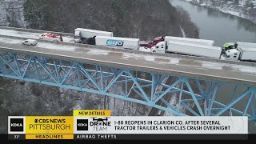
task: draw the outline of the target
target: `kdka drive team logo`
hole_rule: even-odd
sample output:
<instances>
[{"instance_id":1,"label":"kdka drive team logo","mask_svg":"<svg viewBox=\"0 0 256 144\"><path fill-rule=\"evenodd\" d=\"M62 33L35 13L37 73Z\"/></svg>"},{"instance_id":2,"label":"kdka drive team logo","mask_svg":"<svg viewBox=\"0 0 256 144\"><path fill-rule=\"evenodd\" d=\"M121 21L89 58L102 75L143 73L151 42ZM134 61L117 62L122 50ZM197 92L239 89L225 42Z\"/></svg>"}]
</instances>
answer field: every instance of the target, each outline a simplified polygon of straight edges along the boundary
<instances>
[{"instance_id":1,"label":"kdka drive team logo","mask_svg":"<svg viewBox=\"0 0 256 144\"><path fill-rule=\"evenodd\" d=\"M88 130L88 119L77 119L77 130Z\"/></svg>"},{"instance_id":2,"label":"kdka drive team logo","mask_svg":"<svg viewBox=\"0 0 256 144\"><path fill-rule=\"evenodd\" d=\"M90 130L93 131L106 131L107 127L110 126L111 122L109 122L107 118L93 118L90 122L88 119L77 119L77 130L78 131L88 131Z\"/></svg>"},{"instance_id":3,"label":"kdka drive team logo","mask_svg":"<svg viewBox=\"0 0 256 144\"><path fill-rule=\"evenodd\" d=\"M23 118L10 118L10 131L11 132L23 131Z\"/></svg>"}]
</instances>

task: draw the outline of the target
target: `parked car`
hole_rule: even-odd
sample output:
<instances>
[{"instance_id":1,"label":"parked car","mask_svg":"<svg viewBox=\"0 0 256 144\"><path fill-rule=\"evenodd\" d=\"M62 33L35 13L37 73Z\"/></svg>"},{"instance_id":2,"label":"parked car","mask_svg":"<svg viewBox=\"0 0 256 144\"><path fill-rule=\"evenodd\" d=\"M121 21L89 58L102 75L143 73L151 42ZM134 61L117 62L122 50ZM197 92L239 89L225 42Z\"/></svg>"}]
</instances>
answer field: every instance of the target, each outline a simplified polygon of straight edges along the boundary
<instances>
[{"instance_id":1,"label":"parked car","mask_svg":"<svg viewBox=\"0 0 256 144\"><path fill-rule=\"evenodd\" d=\"M26 39L22 42L23 45L35 46L38 44L38 41L34 39Z\"/></svg>"}]
</instances>

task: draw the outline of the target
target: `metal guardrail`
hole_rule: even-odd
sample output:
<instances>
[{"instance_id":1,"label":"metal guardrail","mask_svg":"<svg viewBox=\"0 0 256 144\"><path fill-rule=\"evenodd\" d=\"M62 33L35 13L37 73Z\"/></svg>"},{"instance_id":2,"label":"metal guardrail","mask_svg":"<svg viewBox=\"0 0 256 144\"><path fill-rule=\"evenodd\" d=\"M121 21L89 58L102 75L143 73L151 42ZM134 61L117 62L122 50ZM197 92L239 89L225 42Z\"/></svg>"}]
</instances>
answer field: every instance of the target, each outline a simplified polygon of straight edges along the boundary
<instances>
[{"instance_id":1,"label":"metal guardrail","mask_svg":"<svg viewBox=\"0 0 256 144\"><path fill-rule=\"evenodd\" d=\"M32 29L14 28L14 27L8 27L8 26L0 26L0 29L14 30L18 30L18 31L25 31L25 32L31 32L31 33L50 32L50 33L54 33L54 34L62 34L63 36L74 36L73 34L69 34L69 33L62 33L62 32L55 32L55 31L49 31L49 30L32 30ZM14 36L1 35L1 34L0 34L0 37L6 37L6 38L19 38L18 37L14 37ZM26 39L26 38L22 38L21 39ZM60 44L60 45L63 45L63 46L79 46L81 48L94 48L94 49L95 48L95 49L106 50L127 52L127 53L138 54L163 56L163 57L170 57L170 58L178 58L213 62L256 66L255 62L240 62L240 61L227 61L227 60L222 60L222 59L216 59L216 58L174 54L149 53L149 52L145 52L145 51L125 50L125 49L120 49L120 48L115 48L115 47L110 47L110 46L92 46L92 45L86 45L86 44L81 44L81 43L70 43L70 42L53 42L53 41L47 41L47 40L38 40L38 42L41 42L41 41L44 42L56 43L56 44Z\"/></svg>"}]
</instances>

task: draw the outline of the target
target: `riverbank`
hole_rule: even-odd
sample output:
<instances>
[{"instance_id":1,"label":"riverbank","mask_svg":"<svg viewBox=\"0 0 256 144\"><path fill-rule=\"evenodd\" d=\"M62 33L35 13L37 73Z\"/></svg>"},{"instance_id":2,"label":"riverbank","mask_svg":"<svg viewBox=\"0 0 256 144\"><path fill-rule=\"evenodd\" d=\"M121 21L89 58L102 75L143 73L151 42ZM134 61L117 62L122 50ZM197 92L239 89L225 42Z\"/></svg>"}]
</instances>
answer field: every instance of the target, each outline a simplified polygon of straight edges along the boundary
<instances>
[{"instance_id":1,"label":"riverbank","mask_svg":"<svg viewBox=\"0 0 256 144\"><path fill-rule=\"evenodd\" d=\"M234 5L227 3L227 4L222 4L220 6L214 6L212 2L210 2L209 1L201 1L201 3L199 3L198 0L182 0L182 1L186 1L194 5L201 6L214 9L216 10L219 10L225 14L230 14L231 15L234 15L234 16L246 19L256 24L256 16L252 13L245 12L244 11L245 8L243 7L242 4L234 6ZM254 9L256 9L256 6L254 6ZM254 10L256 11L256 10Z\"/></svg>"}]
</instances>

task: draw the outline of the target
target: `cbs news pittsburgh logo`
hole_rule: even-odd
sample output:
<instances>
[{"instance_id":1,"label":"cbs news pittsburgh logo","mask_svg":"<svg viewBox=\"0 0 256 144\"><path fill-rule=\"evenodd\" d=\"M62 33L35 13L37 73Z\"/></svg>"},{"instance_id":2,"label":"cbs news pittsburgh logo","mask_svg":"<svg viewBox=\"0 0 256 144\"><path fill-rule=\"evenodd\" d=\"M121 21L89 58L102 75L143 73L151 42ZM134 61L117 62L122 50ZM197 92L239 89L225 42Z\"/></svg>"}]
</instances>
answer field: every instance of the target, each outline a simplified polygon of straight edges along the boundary
<instances>
[{"instance_id":1,"label":"cbs news pittsburgh logo","mask_svg":"<svg viewBox=\"0 0 256 144\"><path fill-rule=\"evenodd\" d=\"M25 117L8 117L8 134L26 134Z\"/></svg>"}]
</instances>

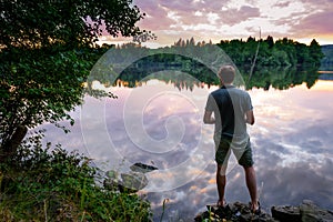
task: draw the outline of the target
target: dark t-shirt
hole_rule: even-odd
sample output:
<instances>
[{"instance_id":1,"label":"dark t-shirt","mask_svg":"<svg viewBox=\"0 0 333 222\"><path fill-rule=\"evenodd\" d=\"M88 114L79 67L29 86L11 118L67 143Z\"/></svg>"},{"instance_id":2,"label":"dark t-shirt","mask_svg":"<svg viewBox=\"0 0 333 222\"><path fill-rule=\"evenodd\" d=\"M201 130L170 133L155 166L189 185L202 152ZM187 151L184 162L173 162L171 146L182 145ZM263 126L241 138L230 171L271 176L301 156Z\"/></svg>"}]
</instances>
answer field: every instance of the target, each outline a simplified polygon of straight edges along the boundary
<instances>
[{"instance_id":1,"label":"dark t-shirt","mask_svg":"<svg viewBox=\"0 0 333 222\"><path fill-rule=\"evenodd\" d=\"M208 98L206 111L215 117L215 134L244 140L248 135L245 113L252 110L252 102L246 91L233 85L222 87Z\"/></svg>"}]
</instances>

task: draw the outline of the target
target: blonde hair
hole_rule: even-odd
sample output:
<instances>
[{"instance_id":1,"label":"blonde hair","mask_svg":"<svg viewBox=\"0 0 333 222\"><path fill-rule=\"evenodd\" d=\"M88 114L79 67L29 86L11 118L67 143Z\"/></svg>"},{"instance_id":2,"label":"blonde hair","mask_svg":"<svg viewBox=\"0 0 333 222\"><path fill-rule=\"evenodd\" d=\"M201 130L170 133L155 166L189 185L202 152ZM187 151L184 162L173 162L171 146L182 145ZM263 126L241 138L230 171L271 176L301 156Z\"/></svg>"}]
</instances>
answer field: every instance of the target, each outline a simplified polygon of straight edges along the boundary
<instances>
[{"instance_id":1,"label":"blonde hair","mask_svg":"<svg viewBox=\"0 0 333 222\"><path fill-rule=\"evenodd\" d=\"M218 72L218 77L224 83L233 82L234 75L235 75L235 69L230 64L222 65Z\"/></svg>"}]
</instances>

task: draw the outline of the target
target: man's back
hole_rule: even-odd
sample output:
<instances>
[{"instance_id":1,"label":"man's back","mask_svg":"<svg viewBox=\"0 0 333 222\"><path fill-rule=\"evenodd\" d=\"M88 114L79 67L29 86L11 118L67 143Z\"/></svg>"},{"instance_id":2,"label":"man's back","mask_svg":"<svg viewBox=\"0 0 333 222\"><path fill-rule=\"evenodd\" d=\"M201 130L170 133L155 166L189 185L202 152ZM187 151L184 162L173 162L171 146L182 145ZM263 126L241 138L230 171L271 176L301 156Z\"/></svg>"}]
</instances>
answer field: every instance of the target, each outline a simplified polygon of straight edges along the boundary
<instances>
[{"instance_id":1,"label":"man's back","mask_svg":"<svg viewBox=\"0 0 333 222\"><path fill-rule=\"evenodd\" d=\"M215 133L235 140L248 138L245 113L252 109L249 93L233 85L213 91L206 104L216 119Z\"/></svg>"}]
</instances>

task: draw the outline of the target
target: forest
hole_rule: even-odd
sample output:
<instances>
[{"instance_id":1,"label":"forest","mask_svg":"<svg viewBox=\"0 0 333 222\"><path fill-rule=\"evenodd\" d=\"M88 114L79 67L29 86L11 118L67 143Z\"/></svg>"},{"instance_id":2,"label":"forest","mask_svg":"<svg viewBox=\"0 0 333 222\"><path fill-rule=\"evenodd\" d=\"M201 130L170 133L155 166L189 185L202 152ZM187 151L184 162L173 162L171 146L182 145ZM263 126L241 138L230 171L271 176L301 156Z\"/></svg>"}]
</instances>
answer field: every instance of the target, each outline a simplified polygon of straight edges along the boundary
<instances>
[{"instance_id":1,"label":"forest","mask_svg":"<svg viewBox=\"0 0 333 222\"><path fill-rule=\"evenodd\" d=\"M147 33L137 26L145 14L131 0L1 1L0 10L3 221L150 221L147 200L108 190L88 157L69 153L61 144L42 143L46 131L36 130L51 123L69 133L61 123L74 124L70 113L84 102L85 93L112 97L85 87L94 78L134 87L148 72L171 70L190 73L194 79L190 82L172 81L179 89L191 89L202 82L216 84L215 64L228 62L238 65L249 88L285 88L309 79L311 87L323 58L315 40L305 46L273 37L218 44L181 39L157 50L138 43L98 46L102 34ZM303 67L313 71L299 72Z\"/></svg>"},{"instance_id":2,"label":"forest","mask_svg":"<svg viewBox=\"0 0 333 222\"><path fill-rule=\"evenodd\" d=\"M109 85L121 80L128 87L135 87L147 81L147 77L154 77L154 72L170 70L189 73L193 79L167 74L163 81L171 81L179 89L193 89L201 83L219 84L215 74L219 65L232 63L243 78L239 84L246 84L246 89L287 89L302 82L311 88L317 78L322 58L324 53L315 39L306 46L287 38L274 42L272 37L258 41L251 37L246 41L221 40L218 44L195 42L191 38L179 39L173 46L160 49L134 43L112 46L103 58L104 64L98 64L99 70L94 72L93 69L93 78L90 78ZM213 63L216 63L215 67Z\"/></svg>"}]
</instances>

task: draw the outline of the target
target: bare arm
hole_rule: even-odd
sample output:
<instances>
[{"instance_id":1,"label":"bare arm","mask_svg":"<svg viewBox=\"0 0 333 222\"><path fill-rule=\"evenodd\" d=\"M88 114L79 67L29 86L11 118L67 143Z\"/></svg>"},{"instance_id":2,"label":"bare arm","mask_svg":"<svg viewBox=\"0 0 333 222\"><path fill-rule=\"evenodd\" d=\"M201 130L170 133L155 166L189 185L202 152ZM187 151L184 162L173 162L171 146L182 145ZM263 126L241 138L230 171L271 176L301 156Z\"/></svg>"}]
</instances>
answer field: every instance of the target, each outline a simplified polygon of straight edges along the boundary
<instances>
[{"instance_id":1,"label":"bare arm","mask_svg":"<svg viewBox=\"0 0 333 222\"><path fill-rule=\"evenodd\" d=\"M254 114L253 114L253 110L249 110L246 113L245 113L245 121L246 123L253 125L254 124Z\"/></svg>"},{"instance_id":2,"label":"bare arm","mask_svg":"<svg viewBox=\"0 0 333 222\"><path fill-rule=\"evenodd\" d=\"M204 111L203 123L204 124L214 124L215 123L215 119L212 117L211 111L206 111L206 110Z\"/></svg>"}]
</instances>

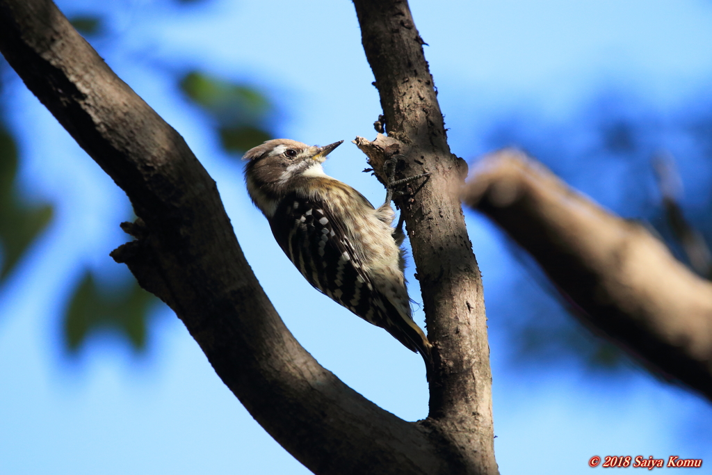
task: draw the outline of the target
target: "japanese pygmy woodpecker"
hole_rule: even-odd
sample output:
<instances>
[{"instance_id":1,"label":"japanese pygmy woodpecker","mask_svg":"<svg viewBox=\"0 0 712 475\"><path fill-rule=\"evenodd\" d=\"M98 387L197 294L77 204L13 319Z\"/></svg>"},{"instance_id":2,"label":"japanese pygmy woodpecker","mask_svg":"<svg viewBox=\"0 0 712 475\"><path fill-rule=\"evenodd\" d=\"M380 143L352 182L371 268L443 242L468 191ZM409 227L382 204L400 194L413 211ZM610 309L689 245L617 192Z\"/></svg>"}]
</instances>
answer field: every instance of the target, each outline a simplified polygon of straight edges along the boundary
<instances>
[{"instance_id":1,"label":"japanese pygmy woodpecker","mask_svg":"<svg viewBox=\"0 0 712 475\"><path fill-rule=\"evenodd\" d=\"M429 365L431 345L413 321L403 276L404 236L391 227L389 198L376 209L322 168L342 142L325 147L265 142L243 157L247 190L309 283L419 352Z\"/></svg>"}]
</instances>

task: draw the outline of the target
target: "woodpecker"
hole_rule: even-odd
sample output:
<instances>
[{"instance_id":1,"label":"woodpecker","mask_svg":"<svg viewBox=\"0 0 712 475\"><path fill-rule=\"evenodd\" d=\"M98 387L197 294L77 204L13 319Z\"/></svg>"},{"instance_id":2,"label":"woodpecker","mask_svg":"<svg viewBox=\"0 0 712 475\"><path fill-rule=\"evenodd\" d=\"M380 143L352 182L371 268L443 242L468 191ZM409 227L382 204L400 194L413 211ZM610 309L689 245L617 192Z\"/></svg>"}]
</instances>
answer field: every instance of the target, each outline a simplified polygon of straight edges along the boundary
<instances>
[{"instance_id":1,"label":"woodpecker","mask_svg":"<svg viewBox=\"0 0 712 475\"><path fill-rule=\"evenodd\" d=\"M243 159L252 202L289 259L315 288L384 328L430 367L431 345L413 321L403 275L404 236L391 225L390 191L377 209L321 164L325 147L268 140Z\"/></svg>"}]
</instances>

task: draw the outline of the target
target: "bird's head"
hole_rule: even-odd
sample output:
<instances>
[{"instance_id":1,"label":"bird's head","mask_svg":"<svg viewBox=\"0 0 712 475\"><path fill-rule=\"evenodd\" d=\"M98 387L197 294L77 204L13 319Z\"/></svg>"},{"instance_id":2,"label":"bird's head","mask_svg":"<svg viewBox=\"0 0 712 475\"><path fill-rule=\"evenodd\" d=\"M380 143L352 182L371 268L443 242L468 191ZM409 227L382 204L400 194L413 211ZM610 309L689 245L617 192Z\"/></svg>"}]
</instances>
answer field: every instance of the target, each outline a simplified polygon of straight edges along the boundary
<instances>
[{"instance_id":1,"label":"bird's head","mask_svg":"<svg viewBox=\"0 0 712 475\"><path fill-rule=\"evenodd\" d=\"M342 142L318 147L275 139L250 149L242 158L247 161L245 181L252 201L270 216L276 203L298 187L300 179L325 176L321 164Z\"/></svg>"},{"instance_id":2,"label":"bird's head","mask_svg":"<svg viewBox=\"0 0 712 475\"><path fill-rule=\"evenodd\" d=\"M242 157L247 160L245 176L261 185L286 183L300 176L323 174L321 164L343 140L325 147L308 145L289 139L268 140L250 149Z\"/></svg>"}]
</instances>

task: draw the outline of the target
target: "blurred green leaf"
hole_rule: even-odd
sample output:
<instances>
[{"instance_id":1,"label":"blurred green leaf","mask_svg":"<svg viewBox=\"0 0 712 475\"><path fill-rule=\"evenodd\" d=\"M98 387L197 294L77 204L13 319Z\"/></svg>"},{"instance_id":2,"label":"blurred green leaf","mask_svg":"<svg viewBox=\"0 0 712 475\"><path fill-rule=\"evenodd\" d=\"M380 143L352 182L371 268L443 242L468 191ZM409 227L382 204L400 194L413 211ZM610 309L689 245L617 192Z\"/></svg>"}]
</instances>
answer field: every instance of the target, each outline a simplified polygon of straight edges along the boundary
<instances>
[{"instance_id":1,"label":"blurred green leaf","mask_svg":"<svg viewBox=\"0 0 712 475\"><path fill-rule=\"evenodd\" d=\"M248 125L221 128L219 132L223 148L229 152L245 152L272 138L264 130Z\"/></svg>"},{"instance_id":2,"label":"blurred green leaf","mask_svg":"<svg viewBox=\"0 0 712 475\"><path fill-rule=\"evenodd\" d=\"M221 144L228 152L244 152L272 138L266 124L273 108L256 88L198 71L186 74L179 85L216 121Z\"/></svg>"},{"instance_id":3,"label":"blurred green leaf","mask_svg":"<svg viewBox=\"0 0 712 475\"><path fill-rule=\"evenodd\" d=\"M0 282L10 273L52 217L48 204L29 206L14 192L17 172L17 147L7 130L0 127Z\"/></svg>"},{"instance_id":4,"label":"blurred green leaf","mask_svg":"<svg viewBox=\"0 0 712 475\"><path fill-rule=\"evenodd\" d=\"M77 31L85 36L96 35L101 32L103 22L98 16L81 15L69 19Z\"/></svg>"},{"instance_id":5,"label":"blurred green leaf","mask_svg":"<svg viewBox=\"0 0 712 475\"><path fill-rule=\"evenodd\" d=\"M136 350L146 346L146 320L157 300L131 280L127 288L98 286L87 271L77 287L64 315L64 340L76 352L93 332L109 330L127 337Z\"/></svg>"}]
</instances>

• **Task requirements**
From the rows above, copy each line that contains the string "drive". Matching is case-sensitive.

• **Full solution**
target: `kdka drive team logo`
[{"instance_id":1,"label":"kdka drive team logo","mask_svg":"<svg viewBox=\"0 0 256 144\"><path fill-rule=\"evenodd\" d=\"M62 33L35 13L37 73Z\"/></svg>"},{"instance_id":2,"label":"kdka drive team logo","mask_svg":"<svg viewBox=\"0 0 256 144\"><path fill-rule=\"evenodd\" d=\"M121 21L89 58L102 75L143 73L151 42ZM134 61L117 62L122 50ZM197 92L239 89L225 42Z\"/></svg>"}]
[{"instance_id":1,"label":"kdka drive team logo","mask_svg":"<svg viewBox=\"0 0 256 144\"><path fill-rule=\"evenodd\" d=\"M88 130L88 119L77 119L77 130Z\"/></svg>"},{"instance_id":2,"label":"kdka drive team logo","mask_svg":"<svg viewBox=\"0 0 256 144\"><path fill-rule=\"evenodd\" d=\"M90 130L93 131L106 131L107 127L110 126L111 122L109 122L107 118L93 118L90 122L88 119L77 119L77 130L78 131L88 131Z\"/></svg>"},{"instance_id":3,"label":"kdka drive team logo","mask_svg":"<svg viewBox=\"0 0 256 144\"><path fill-rule=\"evenodd\" d=\"M23 118L10 118L10 131L11 132L23 131Z\"/></svg>"}]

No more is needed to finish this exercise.